▸ Exercise description
Would you copy only the lines below, beginning with the one that contains "segment --target flower" and running through the last entry line?

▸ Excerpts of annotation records
__________________________________________________

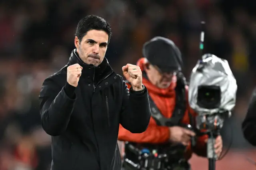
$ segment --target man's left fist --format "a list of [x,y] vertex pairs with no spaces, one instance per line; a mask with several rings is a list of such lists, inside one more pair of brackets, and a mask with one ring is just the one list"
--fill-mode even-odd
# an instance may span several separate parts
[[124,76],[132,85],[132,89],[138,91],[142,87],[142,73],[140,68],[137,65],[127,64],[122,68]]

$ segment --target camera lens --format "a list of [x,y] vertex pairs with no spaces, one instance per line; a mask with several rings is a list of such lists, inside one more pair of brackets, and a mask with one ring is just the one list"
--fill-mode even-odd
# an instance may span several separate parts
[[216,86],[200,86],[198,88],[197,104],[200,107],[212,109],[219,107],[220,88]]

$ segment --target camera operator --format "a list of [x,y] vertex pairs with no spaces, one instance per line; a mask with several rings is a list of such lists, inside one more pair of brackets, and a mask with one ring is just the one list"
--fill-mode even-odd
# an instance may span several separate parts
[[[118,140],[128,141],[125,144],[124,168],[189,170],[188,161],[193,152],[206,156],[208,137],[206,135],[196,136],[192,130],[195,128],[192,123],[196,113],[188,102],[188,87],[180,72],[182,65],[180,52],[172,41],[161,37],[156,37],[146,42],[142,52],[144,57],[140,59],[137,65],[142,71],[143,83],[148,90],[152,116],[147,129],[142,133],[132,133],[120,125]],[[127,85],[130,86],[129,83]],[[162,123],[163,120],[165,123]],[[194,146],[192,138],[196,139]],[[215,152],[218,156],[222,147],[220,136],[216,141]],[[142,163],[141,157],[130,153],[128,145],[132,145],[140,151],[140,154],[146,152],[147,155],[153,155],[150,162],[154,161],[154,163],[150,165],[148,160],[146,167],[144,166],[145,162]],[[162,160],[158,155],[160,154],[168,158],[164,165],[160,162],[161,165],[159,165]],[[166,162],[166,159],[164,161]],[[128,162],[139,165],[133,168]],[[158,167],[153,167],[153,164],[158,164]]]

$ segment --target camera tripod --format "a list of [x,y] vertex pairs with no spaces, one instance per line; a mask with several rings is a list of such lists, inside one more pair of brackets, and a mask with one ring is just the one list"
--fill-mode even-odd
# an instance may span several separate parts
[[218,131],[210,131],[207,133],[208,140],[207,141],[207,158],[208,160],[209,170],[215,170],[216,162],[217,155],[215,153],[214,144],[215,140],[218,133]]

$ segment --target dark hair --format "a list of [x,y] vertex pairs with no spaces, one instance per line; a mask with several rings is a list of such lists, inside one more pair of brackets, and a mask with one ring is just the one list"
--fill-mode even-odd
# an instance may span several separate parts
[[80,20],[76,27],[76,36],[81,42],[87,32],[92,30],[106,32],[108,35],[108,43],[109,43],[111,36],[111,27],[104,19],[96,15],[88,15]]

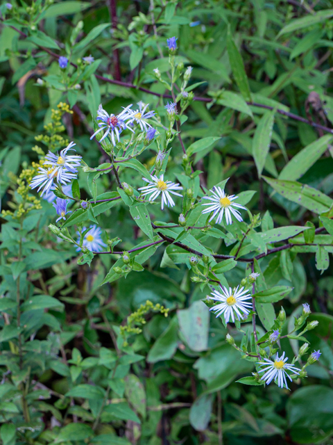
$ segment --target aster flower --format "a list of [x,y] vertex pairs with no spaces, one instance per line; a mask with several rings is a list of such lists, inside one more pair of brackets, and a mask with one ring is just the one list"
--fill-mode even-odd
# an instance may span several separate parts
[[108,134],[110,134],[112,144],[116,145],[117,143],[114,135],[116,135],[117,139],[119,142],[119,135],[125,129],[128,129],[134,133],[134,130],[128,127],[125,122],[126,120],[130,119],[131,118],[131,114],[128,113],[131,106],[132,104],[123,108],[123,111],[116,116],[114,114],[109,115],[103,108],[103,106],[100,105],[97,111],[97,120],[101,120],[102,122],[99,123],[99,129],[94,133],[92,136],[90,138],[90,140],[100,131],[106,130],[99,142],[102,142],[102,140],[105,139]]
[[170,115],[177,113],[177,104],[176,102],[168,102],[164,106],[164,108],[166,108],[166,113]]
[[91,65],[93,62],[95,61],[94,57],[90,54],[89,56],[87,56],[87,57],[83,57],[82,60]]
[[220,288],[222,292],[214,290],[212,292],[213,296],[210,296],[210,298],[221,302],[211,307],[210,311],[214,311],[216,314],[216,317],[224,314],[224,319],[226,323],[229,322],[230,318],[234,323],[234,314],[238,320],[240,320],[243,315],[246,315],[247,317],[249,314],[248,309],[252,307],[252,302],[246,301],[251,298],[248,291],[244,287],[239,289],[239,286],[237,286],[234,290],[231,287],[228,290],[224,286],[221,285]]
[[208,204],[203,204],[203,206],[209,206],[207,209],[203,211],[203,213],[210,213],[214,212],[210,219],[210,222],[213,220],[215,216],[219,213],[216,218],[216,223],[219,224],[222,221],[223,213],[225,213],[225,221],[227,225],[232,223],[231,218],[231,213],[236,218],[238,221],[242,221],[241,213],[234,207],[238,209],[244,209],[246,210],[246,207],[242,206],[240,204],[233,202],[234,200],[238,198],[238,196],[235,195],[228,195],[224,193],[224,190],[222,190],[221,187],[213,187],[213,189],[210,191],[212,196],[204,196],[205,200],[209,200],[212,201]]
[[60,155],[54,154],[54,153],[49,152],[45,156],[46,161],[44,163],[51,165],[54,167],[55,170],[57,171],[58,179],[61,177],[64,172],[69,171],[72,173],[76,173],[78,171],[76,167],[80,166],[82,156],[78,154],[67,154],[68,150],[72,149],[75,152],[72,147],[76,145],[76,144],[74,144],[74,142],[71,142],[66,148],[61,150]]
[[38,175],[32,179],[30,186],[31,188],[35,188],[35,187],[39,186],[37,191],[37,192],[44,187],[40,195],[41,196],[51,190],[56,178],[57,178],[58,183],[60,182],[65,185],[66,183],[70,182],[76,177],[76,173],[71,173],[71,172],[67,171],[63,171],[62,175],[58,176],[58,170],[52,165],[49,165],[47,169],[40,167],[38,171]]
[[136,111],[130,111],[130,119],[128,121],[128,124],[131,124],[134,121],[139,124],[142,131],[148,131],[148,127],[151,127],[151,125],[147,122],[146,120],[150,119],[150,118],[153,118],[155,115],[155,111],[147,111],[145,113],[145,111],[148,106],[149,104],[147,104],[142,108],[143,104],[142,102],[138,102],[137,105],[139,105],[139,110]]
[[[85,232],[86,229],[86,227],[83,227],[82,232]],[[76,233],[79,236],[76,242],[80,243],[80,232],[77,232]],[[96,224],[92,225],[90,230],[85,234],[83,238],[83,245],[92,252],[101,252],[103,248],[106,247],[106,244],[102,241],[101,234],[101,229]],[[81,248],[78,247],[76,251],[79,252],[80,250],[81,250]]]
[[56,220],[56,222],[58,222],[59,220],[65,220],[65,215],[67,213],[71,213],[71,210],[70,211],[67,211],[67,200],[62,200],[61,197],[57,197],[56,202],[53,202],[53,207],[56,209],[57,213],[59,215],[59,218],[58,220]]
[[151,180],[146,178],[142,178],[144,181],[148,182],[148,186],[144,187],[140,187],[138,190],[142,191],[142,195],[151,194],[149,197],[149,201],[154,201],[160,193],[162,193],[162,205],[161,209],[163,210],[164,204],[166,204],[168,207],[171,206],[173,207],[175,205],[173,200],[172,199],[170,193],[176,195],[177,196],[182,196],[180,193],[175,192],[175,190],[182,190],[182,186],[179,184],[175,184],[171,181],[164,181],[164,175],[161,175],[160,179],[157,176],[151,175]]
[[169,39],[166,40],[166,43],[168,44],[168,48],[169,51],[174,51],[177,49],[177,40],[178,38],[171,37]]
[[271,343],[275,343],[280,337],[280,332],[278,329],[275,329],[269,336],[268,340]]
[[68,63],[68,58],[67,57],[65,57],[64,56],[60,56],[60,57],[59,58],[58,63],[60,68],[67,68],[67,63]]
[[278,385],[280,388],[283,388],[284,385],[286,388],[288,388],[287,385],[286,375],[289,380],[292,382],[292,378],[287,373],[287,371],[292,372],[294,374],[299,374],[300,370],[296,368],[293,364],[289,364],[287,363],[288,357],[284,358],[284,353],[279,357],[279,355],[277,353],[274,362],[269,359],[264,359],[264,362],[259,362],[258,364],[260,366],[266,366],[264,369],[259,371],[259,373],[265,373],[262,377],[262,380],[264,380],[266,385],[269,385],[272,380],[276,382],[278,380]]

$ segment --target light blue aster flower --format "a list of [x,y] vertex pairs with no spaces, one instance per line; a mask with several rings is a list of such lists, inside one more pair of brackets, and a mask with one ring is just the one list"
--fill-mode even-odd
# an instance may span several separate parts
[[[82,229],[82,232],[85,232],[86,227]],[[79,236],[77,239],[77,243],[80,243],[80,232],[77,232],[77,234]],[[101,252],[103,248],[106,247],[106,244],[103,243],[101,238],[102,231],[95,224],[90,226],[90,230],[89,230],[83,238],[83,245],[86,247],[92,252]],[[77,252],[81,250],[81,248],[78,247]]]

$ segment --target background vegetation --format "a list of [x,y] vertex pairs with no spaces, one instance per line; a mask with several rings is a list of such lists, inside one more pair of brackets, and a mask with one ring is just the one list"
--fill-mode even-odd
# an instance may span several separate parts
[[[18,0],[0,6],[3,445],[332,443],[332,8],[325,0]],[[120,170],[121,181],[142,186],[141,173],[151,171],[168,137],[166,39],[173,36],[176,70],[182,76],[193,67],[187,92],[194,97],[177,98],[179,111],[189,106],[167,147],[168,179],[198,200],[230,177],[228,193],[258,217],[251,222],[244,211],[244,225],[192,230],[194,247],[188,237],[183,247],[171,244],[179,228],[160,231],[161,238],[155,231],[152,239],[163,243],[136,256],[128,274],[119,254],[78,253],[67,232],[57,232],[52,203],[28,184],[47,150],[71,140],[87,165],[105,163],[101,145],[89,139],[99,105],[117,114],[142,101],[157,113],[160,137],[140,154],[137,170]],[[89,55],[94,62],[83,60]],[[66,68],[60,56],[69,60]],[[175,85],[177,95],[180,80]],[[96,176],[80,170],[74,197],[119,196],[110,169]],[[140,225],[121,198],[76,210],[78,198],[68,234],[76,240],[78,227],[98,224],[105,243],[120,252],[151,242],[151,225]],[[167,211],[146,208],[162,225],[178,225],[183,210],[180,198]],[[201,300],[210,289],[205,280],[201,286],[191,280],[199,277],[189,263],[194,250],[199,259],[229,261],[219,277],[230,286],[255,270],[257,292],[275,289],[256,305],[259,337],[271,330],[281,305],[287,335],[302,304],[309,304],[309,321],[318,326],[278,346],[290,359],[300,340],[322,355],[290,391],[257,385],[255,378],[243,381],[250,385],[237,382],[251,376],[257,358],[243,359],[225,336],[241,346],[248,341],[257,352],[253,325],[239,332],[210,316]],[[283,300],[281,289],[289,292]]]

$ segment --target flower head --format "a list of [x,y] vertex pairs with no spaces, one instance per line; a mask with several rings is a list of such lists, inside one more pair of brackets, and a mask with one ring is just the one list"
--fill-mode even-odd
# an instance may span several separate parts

__________________________________________________

▸ Expected output
$ segment --target flower head --format "a list of [x,y] vertex pairs with no spaces, one instance per line; a mask with several rings is a list of such lists, inside one more pair of brackets, and a mask with one ring is just the one list"
--fill-mode even-odd
# an instance may span several separate parts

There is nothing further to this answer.